Hello there,
I am currently trying to scale out of sample predictions in pyspark. Suppose that:
- I have a pretrained model i’ve trained and stored in a unity catalog somewhere (my idata frame). This model takes a pandas (not pyspark dataframe) dataframe of covariates and outputs interval level predictions (so i have a pd.DataFrame → pd.DataFrame like model)
- I have a wrapper (mlflow.pyfunc) that loads my idata frame and uses the trace to sample the posterior predictive function. storing it as a new idata frame of predictions
- My wrapper function then reshapes, sizes, and calculates corresponding interval predictions from the values in (2)
Now, I have tested that my model and the corresponding pyfunc wrapper work as expected Now I want to:
- Create a very large covariate frame in pyspark
- Parition this over the rows n times
- For each partition, run my predict function
- Write the predictions to a delta table
- End
I have been attempting to make use of mapInPandas(); as my prediction is not scaler in nature, as show below:
test_covariate_frame = #my frame of covariates
def predict_partition(iterator):
model = mlflow.pyfunc.load_model("my hopefuilly cool model")
for pdf in iterator:
preds = model.predict(pdf)
pdf['predictions'] = preds
yield pdf
predictions = (
test_covariate frame,
.repartition(10)
.mapInPandas(
predict_partition,
schema=test_ps.schema.add("predictions", "double")
)
)

* [Directive]
Write the next part of the forum post on scaling out-of-sample predictions in pyspark, picking up after its last line.

* [Raw data]

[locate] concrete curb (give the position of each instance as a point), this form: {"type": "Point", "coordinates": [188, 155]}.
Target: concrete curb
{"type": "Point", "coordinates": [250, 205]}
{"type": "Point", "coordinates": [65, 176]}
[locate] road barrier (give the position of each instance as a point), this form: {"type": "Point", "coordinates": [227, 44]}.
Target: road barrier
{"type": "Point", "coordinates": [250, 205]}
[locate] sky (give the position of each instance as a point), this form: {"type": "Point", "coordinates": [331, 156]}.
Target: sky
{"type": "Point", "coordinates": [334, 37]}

--

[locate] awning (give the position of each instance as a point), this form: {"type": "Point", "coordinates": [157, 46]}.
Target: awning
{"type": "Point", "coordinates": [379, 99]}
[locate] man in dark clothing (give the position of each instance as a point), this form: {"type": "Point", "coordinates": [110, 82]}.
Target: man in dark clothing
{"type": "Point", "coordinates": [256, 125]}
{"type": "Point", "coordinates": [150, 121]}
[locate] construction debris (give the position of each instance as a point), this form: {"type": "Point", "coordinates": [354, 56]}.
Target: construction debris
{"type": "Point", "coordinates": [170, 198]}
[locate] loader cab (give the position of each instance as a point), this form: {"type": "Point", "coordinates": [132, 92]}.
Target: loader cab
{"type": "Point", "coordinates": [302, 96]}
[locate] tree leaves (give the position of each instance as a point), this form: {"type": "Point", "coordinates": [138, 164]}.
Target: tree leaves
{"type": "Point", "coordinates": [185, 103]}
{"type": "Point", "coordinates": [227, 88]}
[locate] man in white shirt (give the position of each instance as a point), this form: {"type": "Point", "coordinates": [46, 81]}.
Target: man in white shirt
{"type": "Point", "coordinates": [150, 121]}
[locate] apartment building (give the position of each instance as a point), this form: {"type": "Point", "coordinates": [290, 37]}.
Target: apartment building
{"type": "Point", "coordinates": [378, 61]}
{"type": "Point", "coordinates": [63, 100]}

* [Output below]
display(predictions)
The reason why I am using mapInPandas() here is that, according to the docs- each partition is converted into a pandas dataframe where all intermediate calculations are then run. The docs claim that I can run any python function, as opposed to some of the other map() like pyspark functions that are intended for scaler output.
Sadly, I am being thrown some generic looking pyspark errors, and I’m at my wit’s end as to what could be causing the issue. Some things I have considered:
- multi threading issues on single cores worker arising from pm.sample_posterior_predictive (which i have ruled out)
- bad imports from relying on dbfs as opposed to unity catalog
- Incorrect pyfunc definition (as I can load my model and call my pyfunc wrapper without any issue)
Has anyone attempted to ‘chunkify’ their covariate frames when it comes to out of sample prediction using pyspark? If so, what are your recommendations?
Thanks!